++++ 本文 ++++
この神社に伝わる「鉦打ち」は、宮川流域の上宝・高山・一の宮などで演じられる「鳥毛打ち」と同じ芸能である。荒城神社の「鉦打ち」は、かつてはこの説明のように、鳥毛をがぶっていたかとも思われるが、今は用いていない。鉦打ちの学童の服装は、紺がすりに「たっつき」をはき、白い鉢巻きをしている。その数は、60〜70人もあったが、今は30人ぐらいである。そのうち2人は鉦大将として指揮にあたり、上級生8人ぐらいが太鼓、他は鉦打ちである。
++++ データ ++++
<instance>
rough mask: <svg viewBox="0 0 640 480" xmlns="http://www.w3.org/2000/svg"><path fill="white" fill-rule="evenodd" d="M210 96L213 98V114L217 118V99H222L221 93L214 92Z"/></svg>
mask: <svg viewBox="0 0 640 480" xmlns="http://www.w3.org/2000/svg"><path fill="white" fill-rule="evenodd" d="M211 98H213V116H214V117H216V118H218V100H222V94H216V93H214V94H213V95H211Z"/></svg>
++++
++++ データ ++++
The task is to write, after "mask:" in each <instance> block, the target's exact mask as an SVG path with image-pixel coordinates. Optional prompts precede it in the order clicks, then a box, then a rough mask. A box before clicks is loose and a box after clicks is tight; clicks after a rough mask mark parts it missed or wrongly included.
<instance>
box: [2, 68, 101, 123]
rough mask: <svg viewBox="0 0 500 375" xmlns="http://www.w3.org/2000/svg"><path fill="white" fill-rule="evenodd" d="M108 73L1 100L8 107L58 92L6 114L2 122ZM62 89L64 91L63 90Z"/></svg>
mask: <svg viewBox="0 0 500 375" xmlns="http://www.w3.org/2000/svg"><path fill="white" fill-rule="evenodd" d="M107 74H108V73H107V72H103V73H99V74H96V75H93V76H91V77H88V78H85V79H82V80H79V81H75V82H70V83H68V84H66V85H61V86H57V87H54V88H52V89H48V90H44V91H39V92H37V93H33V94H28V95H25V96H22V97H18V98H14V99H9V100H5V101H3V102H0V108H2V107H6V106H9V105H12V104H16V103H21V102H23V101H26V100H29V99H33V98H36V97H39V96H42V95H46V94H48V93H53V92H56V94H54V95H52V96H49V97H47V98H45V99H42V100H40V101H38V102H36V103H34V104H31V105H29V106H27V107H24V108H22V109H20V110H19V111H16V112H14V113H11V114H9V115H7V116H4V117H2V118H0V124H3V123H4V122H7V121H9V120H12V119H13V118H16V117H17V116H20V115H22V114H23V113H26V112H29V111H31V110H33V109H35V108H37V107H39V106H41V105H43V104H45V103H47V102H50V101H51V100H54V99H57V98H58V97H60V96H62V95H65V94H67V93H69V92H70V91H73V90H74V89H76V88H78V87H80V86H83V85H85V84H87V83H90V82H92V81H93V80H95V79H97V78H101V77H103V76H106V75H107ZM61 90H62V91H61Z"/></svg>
++++
++++ データ ++++
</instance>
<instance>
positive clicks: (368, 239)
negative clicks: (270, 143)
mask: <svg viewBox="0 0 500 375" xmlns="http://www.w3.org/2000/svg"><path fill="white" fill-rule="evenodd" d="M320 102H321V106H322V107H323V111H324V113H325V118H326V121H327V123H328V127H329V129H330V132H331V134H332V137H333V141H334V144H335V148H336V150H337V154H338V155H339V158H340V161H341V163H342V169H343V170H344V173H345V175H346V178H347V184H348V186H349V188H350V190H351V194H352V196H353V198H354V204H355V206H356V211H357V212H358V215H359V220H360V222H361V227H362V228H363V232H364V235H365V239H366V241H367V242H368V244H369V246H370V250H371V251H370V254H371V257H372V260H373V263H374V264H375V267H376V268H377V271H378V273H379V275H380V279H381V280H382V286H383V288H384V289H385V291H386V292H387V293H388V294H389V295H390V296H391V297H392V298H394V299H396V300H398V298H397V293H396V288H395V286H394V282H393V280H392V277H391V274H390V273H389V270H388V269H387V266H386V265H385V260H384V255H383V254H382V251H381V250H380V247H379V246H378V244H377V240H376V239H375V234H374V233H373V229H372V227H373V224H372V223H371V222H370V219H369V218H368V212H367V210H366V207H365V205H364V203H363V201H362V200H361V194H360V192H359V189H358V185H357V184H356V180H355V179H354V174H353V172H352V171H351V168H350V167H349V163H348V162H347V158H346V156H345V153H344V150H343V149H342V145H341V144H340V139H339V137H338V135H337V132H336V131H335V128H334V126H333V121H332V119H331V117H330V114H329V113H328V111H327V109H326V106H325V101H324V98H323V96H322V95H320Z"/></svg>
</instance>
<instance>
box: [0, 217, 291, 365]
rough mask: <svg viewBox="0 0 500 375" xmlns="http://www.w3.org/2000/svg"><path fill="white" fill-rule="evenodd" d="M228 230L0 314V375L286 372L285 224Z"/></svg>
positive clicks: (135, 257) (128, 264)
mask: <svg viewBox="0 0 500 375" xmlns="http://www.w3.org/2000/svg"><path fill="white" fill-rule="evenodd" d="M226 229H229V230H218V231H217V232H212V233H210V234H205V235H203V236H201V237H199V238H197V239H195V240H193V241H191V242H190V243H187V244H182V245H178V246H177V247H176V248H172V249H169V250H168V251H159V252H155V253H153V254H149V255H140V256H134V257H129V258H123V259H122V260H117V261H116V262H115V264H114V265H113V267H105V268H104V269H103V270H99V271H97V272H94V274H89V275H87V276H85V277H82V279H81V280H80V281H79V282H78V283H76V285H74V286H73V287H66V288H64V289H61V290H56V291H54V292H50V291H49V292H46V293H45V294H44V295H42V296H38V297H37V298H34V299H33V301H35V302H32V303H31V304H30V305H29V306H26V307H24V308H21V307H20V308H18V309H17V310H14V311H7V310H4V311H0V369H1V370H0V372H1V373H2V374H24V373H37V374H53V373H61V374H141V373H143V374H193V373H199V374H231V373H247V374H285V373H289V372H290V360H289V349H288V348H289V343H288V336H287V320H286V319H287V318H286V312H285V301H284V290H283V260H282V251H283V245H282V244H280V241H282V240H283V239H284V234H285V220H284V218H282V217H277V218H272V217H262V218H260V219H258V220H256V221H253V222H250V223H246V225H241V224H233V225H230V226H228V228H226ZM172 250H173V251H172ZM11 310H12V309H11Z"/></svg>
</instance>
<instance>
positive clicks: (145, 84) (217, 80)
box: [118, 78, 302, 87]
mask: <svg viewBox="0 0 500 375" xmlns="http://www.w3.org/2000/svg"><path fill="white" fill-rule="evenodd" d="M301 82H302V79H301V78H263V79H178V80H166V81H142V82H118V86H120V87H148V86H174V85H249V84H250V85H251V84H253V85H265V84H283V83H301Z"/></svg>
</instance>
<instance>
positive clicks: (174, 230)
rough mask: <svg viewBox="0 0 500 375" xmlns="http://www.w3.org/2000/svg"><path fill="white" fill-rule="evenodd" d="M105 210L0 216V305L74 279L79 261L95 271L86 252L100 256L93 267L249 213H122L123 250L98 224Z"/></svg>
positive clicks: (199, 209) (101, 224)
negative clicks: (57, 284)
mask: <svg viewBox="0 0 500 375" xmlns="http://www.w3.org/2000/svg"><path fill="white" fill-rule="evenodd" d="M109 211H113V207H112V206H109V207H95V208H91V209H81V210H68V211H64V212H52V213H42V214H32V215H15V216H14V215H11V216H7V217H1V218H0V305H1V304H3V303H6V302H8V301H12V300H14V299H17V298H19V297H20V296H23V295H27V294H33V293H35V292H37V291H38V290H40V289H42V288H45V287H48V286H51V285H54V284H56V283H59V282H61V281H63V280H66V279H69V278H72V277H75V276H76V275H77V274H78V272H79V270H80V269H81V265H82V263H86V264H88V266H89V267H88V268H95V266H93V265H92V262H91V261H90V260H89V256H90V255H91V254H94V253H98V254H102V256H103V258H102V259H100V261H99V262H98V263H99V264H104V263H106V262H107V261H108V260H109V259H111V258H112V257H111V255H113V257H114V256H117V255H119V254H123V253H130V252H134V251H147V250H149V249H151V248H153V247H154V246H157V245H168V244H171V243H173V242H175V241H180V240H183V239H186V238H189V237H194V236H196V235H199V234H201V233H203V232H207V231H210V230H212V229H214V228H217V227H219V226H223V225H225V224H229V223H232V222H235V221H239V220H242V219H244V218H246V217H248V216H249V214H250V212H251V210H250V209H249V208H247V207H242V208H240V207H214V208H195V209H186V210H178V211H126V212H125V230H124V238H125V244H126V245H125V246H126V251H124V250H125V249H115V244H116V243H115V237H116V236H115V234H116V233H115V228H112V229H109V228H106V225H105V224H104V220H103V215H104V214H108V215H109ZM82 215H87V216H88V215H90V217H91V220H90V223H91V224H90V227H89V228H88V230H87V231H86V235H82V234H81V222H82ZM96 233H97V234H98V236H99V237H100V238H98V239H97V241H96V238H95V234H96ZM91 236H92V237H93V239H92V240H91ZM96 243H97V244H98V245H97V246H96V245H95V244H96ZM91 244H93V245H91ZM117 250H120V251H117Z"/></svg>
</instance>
++++
◆ 課題 1
本文の「この神社に伝わる」で始まる段落を、主な事実を残したまま箇条書きにまとめなさい。
◆ 課題 2
本文の「この神社に伝わる「鉦打ち」は」から「いが太鼓、他は鉦打ちである。」まで(両端を含む)を、「白い鉢巻き」を「赤い鉢巻き」に置き換えて更新しなさい。
ここでは記録は一切使わない。

◆ 模範解答 1
- 荒城神社に伝わる「鉦打ち」は、宮川流域の上宝・高山・一の宮などで演じられる「鳥毛打ち」と同じ芸能である。
- かつては鳥毛を用いていたとも思われるが、今は用いていない。
- 鉦打ちの学童は、紺がすりに「たっつき」をはき、白い鉢巻きをする。
- 人数はかつて60〜70人いたが、今は30人ぐらいである。
- 2人が鉦大将として指揮にあたり、上級生8人ぐらいが太鼓、他は鉦打ちを担う。

◆ 模範解答 2
この神社に伝わる「鉦打ち」は、宮川流域の上宝・高山・一の宮などで演じられる「鳥毛打ち」と同じ芸能である。荒城神社の「鉦打ち」は、かつてはこの説明のように、鳥毛をがぶっていたかとも思われるが、今は用いていない。鉦打ちの学童の服装は、紺がすりに「たっつき」をはき、赤い鉢巻きをしている。その数は、60〜70人もあったが、今は30人ぐらいである。そのうち2人は鉦大将として指揮にあたり、上級生8人ぐらいが太鼓、他は鉦打ちである。